§ **Предложенный отрывок**
───

Вот так, между делом, Сэм поделился со мной секретом импровизации, которым я пользуюсь всю жизнь.

Премьера „Ковбойского языка“ состоялась в конце апреля в театре „Америкэн плейс“ на Западной Сорок шестой. По сюжету Каваль пытается переделать Слима по образу и подобию святого спасителя с рок-музыкальным уклоном. Поначалу Слим увлекается этой идеей и подпадает под чары Каваль, но в конце концов вынужденно признается, что не может осуществить ее мечту. Слим Шэдоу возвращается в свой собственный мир, к семье, к обязанностям, а Каваль оставляет одну. Отпускает ее на волю.

Сэм радовался: пьеса вышла хорошая. Но обнажать душу на сцене было нелегко: большой стресс. Режиссером был Роберт Глодини. Репетиции шли неровно и бурно. Правда, нам хотя бы не мешала публика.

Первый прогон устроили для местных школьников, и он нас окрылил: дети смеялись, хлопали, подзуживали нас. Казалось, мы творим с ними сообща. Но на официальном прогоне Сэм словно бы очнулся: обнаружил, что ему придется грузить реальных людей своими реальными проблемами.

На третьем представлении Сэм исчез. Мы сняли спектакль со сцены. И, точно Слим Шэдоу, Сэм вернулся в свой собственный мир, к семье и своим обязанностям.

Работая над спектаклем, я открыла кое-что и в себе самой. Раньше я и помыслить не могла, что образ „рок-Иисуса с ковбойским языком“, о котором мечтала Каваль, может иметь хоть какую-то связь с моим собственным творчеством. Но когда мы пели, переругивались и вызывали друг дружку на откровенность, я обнаружила: на сцене я как дома. Была лишь одна загвоздка — я никакая не актриса. Для меня не было границы между жизнью и искусством. На сцене и за сценой я была самой собой.

Перед своим переездом из Нью-Йорка в Новую Шотландию Сэм вручил мне конверт с деньгами. На то, чтобы я позаботилась о себе. И взглянул на меня, мой ковбой с индейскими ухватками.

— Понимаешь, будущее, которое ты мне намечтала, не совпадает с моими мечтами. Возможно, оно тебе самой суждено.

───

§ **Представленные данные**
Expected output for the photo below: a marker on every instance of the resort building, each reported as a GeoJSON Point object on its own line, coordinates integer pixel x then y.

───

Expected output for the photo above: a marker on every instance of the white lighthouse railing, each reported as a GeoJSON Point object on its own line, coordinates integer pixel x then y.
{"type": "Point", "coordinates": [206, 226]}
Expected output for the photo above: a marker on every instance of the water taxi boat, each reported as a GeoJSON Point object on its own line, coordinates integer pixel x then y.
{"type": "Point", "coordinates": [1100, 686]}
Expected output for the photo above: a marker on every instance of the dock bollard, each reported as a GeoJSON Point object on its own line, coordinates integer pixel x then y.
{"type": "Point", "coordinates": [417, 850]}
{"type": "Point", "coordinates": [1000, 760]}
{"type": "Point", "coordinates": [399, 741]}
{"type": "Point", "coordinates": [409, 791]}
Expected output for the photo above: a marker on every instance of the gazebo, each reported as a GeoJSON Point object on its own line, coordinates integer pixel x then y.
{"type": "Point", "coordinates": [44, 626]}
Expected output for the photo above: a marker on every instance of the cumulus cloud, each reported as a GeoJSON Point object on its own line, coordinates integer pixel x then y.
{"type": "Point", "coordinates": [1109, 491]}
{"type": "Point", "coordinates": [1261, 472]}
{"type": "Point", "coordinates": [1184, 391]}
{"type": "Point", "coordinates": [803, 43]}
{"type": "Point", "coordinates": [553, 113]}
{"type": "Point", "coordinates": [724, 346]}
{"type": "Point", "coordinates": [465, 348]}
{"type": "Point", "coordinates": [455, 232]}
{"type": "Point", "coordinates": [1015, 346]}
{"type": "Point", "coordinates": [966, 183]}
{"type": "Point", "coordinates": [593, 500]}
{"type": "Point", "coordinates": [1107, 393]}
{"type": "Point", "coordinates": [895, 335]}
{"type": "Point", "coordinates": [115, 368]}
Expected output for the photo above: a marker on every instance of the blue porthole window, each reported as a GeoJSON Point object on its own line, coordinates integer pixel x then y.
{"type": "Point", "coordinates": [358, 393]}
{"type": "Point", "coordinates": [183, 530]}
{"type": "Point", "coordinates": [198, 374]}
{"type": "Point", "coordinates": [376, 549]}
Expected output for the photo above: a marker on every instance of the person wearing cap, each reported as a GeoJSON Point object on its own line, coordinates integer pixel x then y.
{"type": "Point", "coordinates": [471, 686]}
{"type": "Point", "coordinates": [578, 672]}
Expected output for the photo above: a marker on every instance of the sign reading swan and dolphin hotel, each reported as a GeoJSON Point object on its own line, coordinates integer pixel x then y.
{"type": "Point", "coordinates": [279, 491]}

───

§ **Рабочие инструкции**
(1) Выпишите из записей каждую строку, где встречается слово «resort». Регистр букв учитывается.
(2) Продолжите отрывок о постановке «Ковбойского языка», начав сразу после его последней фразы.

§ **Список ответов**
(1)
Expected output for the photo below: a marker on every instance of the resort building, each reported as a GeoJSON Point object on its own line, coordinates integer pixel x then y.

(2)
Я оказалась на распутье. Гадала, что мне теперь делать. Когда Сэм ушел, Роберт не злорадствовал. А когда Стив Пол предложил свозить меня с другими музыкантами в Мексику для работы над песнями, Роберт сказал, что ехать надо обязательно. Мексика ассоциировалась у меня с двумя моими страстями — Диего Риверой и кофе. В Акапулько мы приехали в начале июня, поселились в просторной вилле с видом на море. Песен я сочинила немного, кофе напилась вдосталь. Опасный шторм заставил всех разъехаться по домам, но я осталась, а когда выехала обратно, по дороге заглянула в Лос-Анджелес. Это там я увидела огромный рекламный щит „L.A. Woman“, нового альбома The Doors, с женщиной, распятой на телеграфном столбе. Мимо проехала машина, из ее радиоприемника я услышала риффы их нового сингла — „Riders on the Storm“. Во мне зашевелилась совесть: неужели я почти забыла, как много дал мне Моррисон? Он указал мне дорогу, где поэзия сливается с рок-н-роллом, и я мысленно поклялась купить альбом и написать хвалебную рецензию, которой он вполне заслуживал.

Когда я вернулась в Нью-Йорк, из Европы просочились обрывочные вести о смерти Моррисона в Париже. Первые день-два никто точно не знал, что случилось. Джим скончался в ванне в своей квартире, от чего — загадка. Третьего июля, в годовщину смерти Брайана Джонса.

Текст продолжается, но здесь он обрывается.